Extract to read —
━━━━
# New Beekeeper in Chesapeake, VA



## Brent Strange (Apr 1, 2011)

Hello all,

I am totally new to beekeeping and am looking forward to learning about bees. A friend gave me a hive body, three supers, frames and foundation, and some equipment that had had used some time ago. I am in grad school so between papers and home projects I am sanding down and repainting the woodenware and reading, reading, reading. My friend also gave me Root's ABC and XYZ of Bee Culture, Dadant's First Lessons in Beekeeping, and another book by Phillips. I need to get a hive tool but that is it. 
My 7 year old daughter wants bees so we can have honey all the time  My wife is excited about the small crop of wax we will get each year and I am looking forward to a good excuse to take a study break and get outside.
Thanks in advance for the help and teaching.


----------



## BeeCurious (Aug 7, 2007)

Hi and welcome,

Have you ordered bees?


----------



## Specialkayme (Sep 4, 2005)

Welcome to the site!


----------



## AmericasBeekeeper (Jan 24, 2010)

Welcome, if you need anything just ask. It would justify a trip up to see my kids and grandkids. My daughter is a Chesapeake cop.


----------



## Brent Strange (Apr 1, 2011)

Wow. Thanks for the reply's ya'll. @BeeCurious - No I have not ordered bees yet as I met a gentlemen who keeps bees at a farmer's place and he offered to give me a split (not sure on the right term) from one of his twenty hives if I help him when he calls. 
@AmericasBeekeeper - I am not shy about asking. It's a small world . . . my wife has family in Florida.


----------
━━━━
Records shown —
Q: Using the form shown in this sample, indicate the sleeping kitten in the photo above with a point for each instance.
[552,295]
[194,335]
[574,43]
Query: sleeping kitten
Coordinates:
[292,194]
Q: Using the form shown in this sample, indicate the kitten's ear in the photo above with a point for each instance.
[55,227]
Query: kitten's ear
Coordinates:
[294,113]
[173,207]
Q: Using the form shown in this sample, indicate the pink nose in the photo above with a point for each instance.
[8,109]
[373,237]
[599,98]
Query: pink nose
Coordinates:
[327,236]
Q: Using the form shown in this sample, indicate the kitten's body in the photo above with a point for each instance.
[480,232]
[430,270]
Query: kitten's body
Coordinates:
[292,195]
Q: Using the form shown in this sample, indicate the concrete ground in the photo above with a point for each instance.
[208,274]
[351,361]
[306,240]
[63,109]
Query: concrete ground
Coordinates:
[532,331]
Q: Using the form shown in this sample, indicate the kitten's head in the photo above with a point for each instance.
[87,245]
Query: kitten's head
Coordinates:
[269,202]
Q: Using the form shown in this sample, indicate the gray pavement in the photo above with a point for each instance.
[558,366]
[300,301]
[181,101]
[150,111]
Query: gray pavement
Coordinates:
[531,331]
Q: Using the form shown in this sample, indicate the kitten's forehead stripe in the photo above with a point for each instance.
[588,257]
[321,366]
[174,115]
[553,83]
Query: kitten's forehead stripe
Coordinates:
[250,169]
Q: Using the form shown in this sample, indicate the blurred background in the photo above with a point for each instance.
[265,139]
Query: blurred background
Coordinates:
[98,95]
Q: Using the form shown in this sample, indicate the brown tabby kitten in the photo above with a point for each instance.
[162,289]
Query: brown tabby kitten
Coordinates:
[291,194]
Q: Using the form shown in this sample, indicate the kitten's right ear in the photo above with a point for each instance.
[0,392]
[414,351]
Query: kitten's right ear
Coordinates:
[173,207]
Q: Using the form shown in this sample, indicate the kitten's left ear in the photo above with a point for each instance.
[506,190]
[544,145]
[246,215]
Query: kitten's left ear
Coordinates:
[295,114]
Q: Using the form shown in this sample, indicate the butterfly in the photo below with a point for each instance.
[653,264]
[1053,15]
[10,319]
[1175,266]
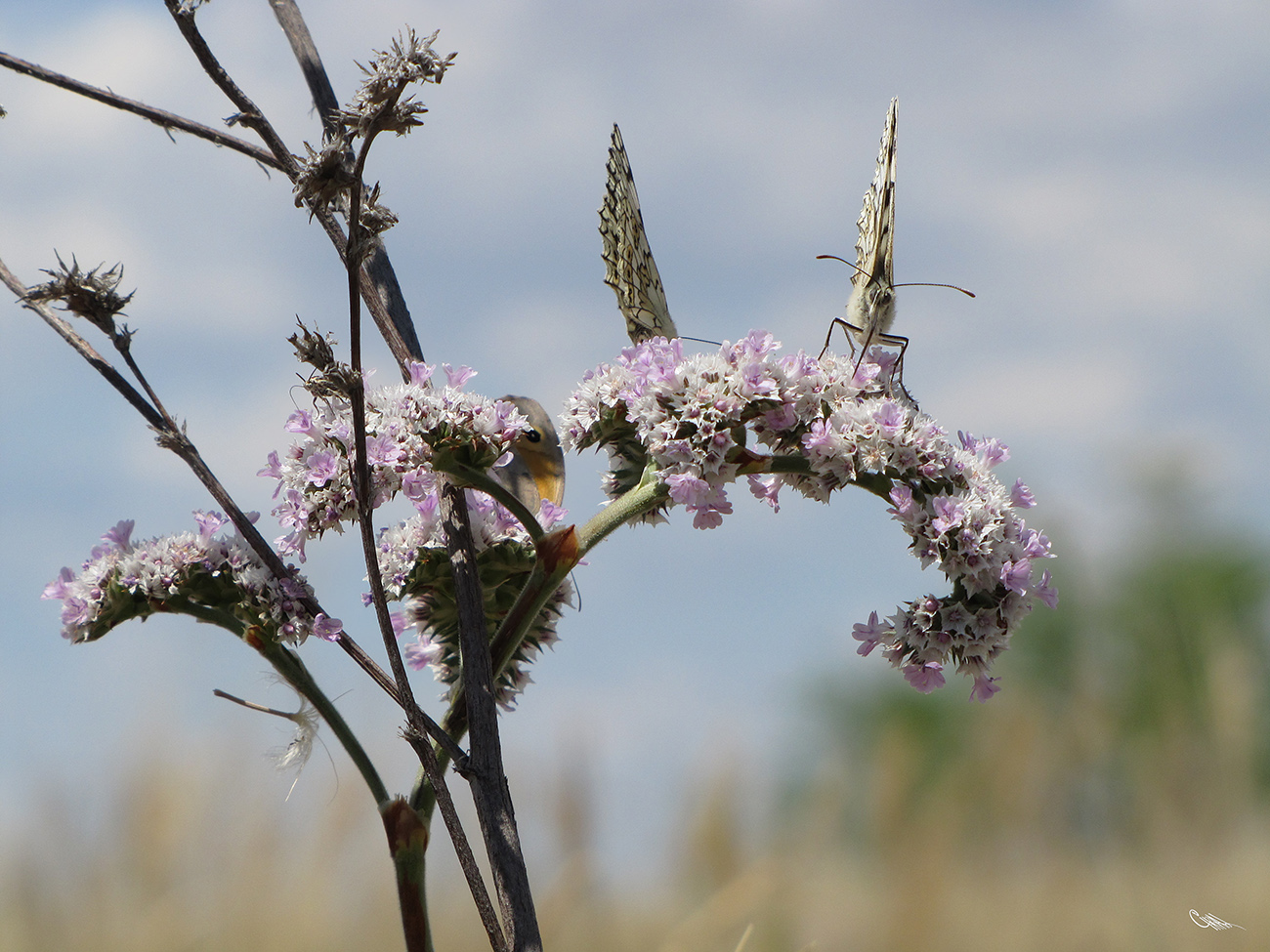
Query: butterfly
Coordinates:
[536,469]
[629,266]
[871,306]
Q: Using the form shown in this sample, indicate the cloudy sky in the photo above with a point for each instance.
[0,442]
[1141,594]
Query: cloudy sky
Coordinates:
[1093,172]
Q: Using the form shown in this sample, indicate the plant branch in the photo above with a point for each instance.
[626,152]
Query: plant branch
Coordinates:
[486,773]
[174,439]
[160,117]
[305,51]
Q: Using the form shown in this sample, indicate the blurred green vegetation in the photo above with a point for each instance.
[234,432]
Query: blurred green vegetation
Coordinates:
[1121,779]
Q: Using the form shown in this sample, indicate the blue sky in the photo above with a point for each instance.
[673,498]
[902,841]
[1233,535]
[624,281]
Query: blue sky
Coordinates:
[1093,172]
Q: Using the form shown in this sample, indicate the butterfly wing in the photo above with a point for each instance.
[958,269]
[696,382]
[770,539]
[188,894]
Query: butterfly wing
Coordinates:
[629,266]
[871,308]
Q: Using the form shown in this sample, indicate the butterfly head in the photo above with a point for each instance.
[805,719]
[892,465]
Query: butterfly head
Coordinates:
[871,309]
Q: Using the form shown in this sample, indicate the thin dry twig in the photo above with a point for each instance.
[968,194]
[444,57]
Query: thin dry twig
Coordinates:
[486,772]
[160,117]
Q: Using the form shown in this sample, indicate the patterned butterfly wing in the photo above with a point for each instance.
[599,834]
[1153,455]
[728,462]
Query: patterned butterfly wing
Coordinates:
[629,266]
[871,308]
━━━━
Exercise instructions —
1. According to the beekeeping thread, what does AmericasBeekeeper's daughter do for work?
2. Render everything in the records from the line containing "Q: Using the form shown in this sample, indicate the thin" down to the end of the records as a JSON list of strings, one string per line, with blank lines left out.
The beekeeping thread has nothing to do with the records.

Solutions by task —
1. She is a Chesapeake cop.

2.
[
  "Q: Using the form shown in this sample, indicate the thin dry twig in the photo above with a point for each instance.",
  "[968,194]",
  "[444,57]",
  "Query: thin dry twig",
  "Coordinates:",
  "[486,772]",
  "[160,117]",
  "Q: Using the form shown in this sample, indicate the patterned butterfly wing in the photo above with a point for each instance.",
  "[599,834]",
  "[1153,455]",
  "[728,462]",
  "Query: patterned butterfly wing",
  "Coordinates:",
  "[629,266]",
  "[871,308]"
]